Problem statement:
Render the lines of the entries below as a JSON list of strings, one string per line, skipping any blank lines. Cover only the lines between the line containing "Where can you see the black duffel" and the line containing "(1071, 119)", inclusive.

Object point labels
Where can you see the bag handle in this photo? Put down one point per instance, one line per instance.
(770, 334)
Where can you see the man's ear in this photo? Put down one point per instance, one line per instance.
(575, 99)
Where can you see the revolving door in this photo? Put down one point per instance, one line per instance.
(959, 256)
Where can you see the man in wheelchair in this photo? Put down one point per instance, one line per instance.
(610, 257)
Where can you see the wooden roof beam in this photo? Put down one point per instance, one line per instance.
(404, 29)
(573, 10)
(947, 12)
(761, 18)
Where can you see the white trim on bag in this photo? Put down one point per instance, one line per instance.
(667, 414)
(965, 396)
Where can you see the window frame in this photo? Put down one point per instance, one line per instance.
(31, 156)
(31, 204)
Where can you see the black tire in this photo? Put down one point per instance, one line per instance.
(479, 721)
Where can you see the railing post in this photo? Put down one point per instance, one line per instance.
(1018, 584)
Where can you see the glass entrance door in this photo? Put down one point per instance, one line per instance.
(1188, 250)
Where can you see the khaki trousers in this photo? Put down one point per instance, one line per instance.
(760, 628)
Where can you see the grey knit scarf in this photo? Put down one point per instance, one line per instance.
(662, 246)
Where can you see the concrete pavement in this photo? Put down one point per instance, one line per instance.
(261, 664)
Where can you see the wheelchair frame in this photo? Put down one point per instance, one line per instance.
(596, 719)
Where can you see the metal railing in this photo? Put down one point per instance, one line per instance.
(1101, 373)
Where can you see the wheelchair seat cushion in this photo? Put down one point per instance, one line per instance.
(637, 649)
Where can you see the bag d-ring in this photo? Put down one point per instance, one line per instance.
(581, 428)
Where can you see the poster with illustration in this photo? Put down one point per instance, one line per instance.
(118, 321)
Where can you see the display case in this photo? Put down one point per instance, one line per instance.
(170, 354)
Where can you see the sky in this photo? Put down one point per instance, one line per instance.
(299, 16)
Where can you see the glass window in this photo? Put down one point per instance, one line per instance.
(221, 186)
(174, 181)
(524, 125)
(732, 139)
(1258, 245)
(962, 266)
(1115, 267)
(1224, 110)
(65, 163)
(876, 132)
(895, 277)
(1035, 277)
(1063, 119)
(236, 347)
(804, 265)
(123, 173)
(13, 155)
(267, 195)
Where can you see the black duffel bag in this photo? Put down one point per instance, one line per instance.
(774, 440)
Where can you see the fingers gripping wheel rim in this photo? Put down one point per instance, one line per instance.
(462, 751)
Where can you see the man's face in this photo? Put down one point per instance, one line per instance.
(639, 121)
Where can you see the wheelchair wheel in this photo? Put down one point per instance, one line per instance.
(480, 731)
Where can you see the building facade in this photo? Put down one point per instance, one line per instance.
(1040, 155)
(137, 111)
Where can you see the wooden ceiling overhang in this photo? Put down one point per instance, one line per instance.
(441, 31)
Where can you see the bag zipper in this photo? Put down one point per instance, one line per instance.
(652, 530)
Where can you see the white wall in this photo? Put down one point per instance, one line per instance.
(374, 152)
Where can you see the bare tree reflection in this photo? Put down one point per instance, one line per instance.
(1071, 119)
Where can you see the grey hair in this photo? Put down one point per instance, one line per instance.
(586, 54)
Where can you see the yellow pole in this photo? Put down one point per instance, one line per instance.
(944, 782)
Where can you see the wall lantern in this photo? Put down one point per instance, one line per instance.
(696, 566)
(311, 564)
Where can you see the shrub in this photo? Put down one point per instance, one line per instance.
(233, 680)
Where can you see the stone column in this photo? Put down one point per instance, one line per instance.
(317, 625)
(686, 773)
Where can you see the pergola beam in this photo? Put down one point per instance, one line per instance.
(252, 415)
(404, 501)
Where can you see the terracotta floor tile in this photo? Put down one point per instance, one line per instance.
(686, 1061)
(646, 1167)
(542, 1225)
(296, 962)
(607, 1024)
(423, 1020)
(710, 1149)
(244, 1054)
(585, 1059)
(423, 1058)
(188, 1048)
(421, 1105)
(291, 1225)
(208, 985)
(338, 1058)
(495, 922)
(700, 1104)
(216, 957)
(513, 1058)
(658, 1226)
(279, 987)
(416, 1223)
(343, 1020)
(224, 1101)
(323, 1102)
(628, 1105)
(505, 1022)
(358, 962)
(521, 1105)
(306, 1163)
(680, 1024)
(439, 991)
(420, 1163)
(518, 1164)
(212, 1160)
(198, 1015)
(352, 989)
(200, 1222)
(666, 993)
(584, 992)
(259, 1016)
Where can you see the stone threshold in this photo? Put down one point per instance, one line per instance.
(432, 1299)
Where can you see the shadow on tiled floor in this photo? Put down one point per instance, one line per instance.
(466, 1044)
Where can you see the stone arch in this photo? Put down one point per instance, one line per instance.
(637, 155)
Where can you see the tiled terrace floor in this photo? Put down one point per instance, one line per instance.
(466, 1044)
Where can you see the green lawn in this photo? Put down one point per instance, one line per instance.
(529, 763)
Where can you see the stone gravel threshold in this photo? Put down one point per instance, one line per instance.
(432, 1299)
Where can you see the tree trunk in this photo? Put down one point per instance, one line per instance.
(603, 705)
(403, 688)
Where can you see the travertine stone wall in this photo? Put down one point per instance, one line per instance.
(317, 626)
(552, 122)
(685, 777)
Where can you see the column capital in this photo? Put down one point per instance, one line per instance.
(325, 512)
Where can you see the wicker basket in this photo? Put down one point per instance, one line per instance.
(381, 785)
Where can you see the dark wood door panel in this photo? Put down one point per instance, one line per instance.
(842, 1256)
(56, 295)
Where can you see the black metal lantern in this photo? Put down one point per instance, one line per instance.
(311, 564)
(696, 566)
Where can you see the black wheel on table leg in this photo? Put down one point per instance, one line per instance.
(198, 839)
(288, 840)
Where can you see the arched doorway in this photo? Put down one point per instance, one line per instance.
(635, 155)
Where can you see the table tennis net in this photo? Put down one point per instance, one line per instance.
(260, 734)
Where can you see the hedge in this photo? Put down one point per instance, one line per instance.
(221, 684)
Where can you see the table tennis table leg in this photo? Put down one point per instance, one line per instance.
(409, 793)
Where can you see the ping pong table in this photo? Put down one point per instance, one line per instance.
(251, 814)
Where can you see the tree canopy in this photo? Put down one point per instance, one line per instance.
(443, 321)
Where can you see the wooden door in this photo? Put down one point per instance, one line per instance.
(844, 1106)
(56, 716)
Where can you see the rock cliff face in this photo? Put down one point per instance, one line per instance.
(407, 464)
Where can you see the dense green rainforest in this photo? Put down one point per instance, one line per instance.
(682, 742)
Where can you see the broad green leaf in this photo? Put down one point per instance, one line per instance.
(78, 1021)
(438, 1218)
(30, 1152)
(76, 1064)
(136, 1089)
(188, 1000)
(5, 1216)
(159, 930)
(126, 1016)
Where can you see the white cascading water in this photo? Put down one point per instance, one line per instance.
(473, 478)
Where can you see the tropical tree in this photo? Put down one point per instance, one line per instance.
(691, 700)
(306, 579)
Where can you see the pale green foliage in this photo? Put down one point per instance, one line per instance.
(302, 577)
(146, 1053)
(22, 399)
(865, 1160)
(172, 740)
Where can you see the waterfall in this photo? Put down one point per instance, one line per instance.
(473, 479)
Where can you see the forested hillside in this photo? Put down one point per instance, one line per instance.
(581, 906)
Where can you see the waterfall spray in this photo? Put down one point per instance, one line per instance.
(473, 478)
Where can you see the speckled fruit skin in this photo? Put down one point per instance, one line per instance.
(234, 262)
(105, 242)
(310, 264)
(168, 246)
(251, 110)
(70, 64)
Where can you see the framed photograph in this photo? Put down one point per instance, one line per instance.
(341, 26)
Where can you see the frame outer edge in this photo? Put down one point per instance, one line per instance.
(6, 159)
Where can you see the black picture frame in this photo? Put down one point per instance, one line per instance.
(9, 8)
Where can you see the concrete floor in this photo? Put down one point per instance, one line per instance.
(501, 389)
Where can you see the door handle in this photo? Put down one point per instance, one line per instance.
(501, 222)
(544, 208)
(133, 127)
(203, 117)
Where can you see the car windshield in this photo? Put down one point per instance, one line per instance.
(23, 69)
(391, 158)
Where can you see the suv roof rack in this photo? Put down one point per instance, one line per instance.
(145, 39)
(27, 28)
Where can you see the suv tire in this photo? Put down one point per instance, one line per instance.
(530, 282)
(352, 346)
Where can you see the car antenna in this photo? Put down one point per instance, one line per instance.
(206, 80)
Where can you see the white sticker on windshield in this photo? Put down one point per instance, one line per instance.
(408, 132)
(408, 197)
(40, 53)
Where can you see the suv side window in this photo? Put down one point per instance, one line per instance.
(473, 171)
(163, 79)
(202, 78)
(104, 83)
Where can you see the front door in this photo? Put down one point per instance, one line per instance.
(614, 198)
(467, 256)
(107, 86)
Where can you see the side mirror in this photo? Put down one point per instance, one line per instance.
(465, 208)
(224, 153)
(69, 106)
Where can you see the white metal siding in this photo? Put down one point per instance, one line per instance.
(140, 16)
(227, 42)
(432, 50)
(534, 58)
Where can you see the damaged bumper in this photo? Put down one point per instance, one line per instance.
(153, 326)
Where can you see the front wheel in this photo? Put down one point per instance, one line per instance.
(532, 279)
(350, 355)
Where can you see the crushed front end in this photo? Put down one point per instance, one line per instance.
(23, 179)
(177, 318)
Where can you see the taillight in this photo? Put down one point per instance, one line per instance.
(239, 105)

Answer to this problem:
[
  "Where can you see the black duffel bag in this photo? Put down one point per instance, one line per instance.",
  "(774, 440)",
  "Where can you see the fingers gripping wheel rim in this photo? Put down one point per instance, one line per instance.",
  "(462, 751)",
  "Where can you see the man's face in this photo? Put down one point per instance, one line per instance.",
  "(639, 121)",
  "Where can you see the wheelchair wheel in this photo? Put down one point per instance, one line per instance.",
  "(480, 731)",
  "Where can you see the building facade in this photo? Put down one point per instance, one line per instance.",
  "(1040, 155)",
  "(137, 111)",
  "Where can you see the wooden ceiling overhang in this photo? Put down one point per instance, one line per instance.",
  "(441, 31)",
  "Where can you see the bag zipper in this photo? Put down one point per instance, one line per instance.",
  "(652, 530)",
  "Where can you see the white wall in this photo? Put down one point per instance, one line per instance.",
  "(374, 152)",
  "Where can you see the bare tree reflection in this photo? Put down one point per instance, one line per instance.",
  "(1071, 119)"
]